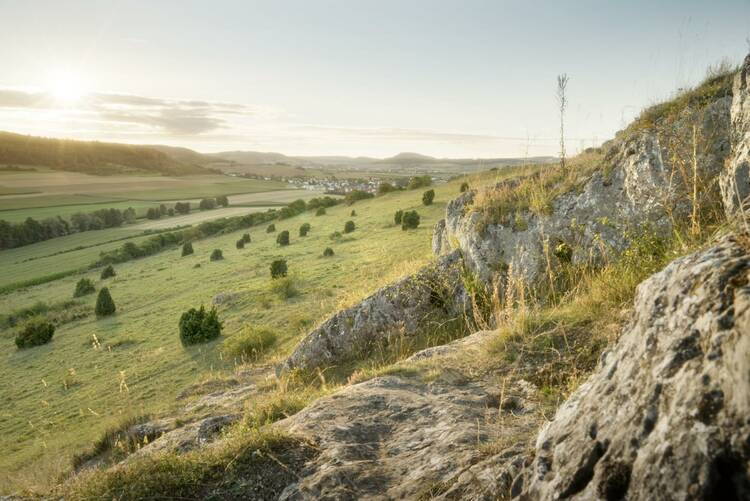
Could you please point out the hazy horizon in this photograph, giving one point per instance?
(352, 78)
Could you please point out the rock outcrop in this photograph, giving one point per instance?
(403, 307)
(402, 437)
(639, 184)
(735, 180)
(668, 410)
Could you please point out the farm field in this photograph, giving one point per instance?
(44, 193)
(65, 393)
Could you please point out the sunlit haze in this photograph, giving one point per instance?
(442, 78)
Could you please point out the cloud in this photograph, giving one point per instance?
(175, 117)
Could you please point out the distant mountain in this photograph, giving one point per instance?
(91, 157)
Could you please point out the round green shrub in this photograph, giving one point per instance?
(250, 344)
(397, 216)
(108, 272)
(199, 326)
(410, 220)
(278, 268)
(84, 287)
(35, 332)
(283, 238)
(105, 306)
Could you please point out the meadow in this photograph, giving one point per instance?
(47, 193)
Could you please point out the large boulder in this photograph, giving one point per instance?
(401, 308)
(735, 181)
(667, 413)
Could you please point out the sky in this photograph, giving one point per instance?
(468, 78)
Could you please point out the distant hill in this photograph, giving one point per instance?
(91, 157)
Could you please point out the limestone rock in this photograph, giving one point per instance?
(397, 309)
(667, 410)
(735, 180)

┄┄┄┄┄┄┄┄┄┄┄┄┄┄┄┄┄┄┄┄

**WHAT YOU ARE ASKED TO DO:**
Output the line containing "Could you please point out the farm" and all lines after it to the end of the records, exactly as given.

**RESULT OF THE TASK:**
Could you please point out the farm field in this photograph, giving one point per instance?
(44, 193)
(65, 393)
Could you please point out the sunlit haze in this photograph, giving one point per instance?
(442, 78)
Could you please point out the cloud in this photograph, giving one point per instance?
(175, 117)
Could you please point out the distant mountain in this photograph, giving one point per instance?
(91, 157)
Could you please point out the round green shrub in this photograph, giving one point per instance?
(250, 344)
(397, 216)
(108, 272)
(199, 326)
(410, 220)
(278, 268)
(84, 287)
(35, 332)
(283, 238)
(105, 306)
Could you please point out the meadow in this photograph, giving one point per instance?
(47, 193)
Could you please point out the large boulder in this photograph, giving one point per instance?
(401, 308)
(735, 181)
(667, 413)
Could you please point out the sky in this photograph, giving one point per instance?
(468, 78)
Could you please point out the distant hill in this photograph, giving one point per instance?
(91, 157)
Could you please point out the limestone rock in this photograph, giving one point per instance?
(397, 309)
(667, 410)
(735, 180)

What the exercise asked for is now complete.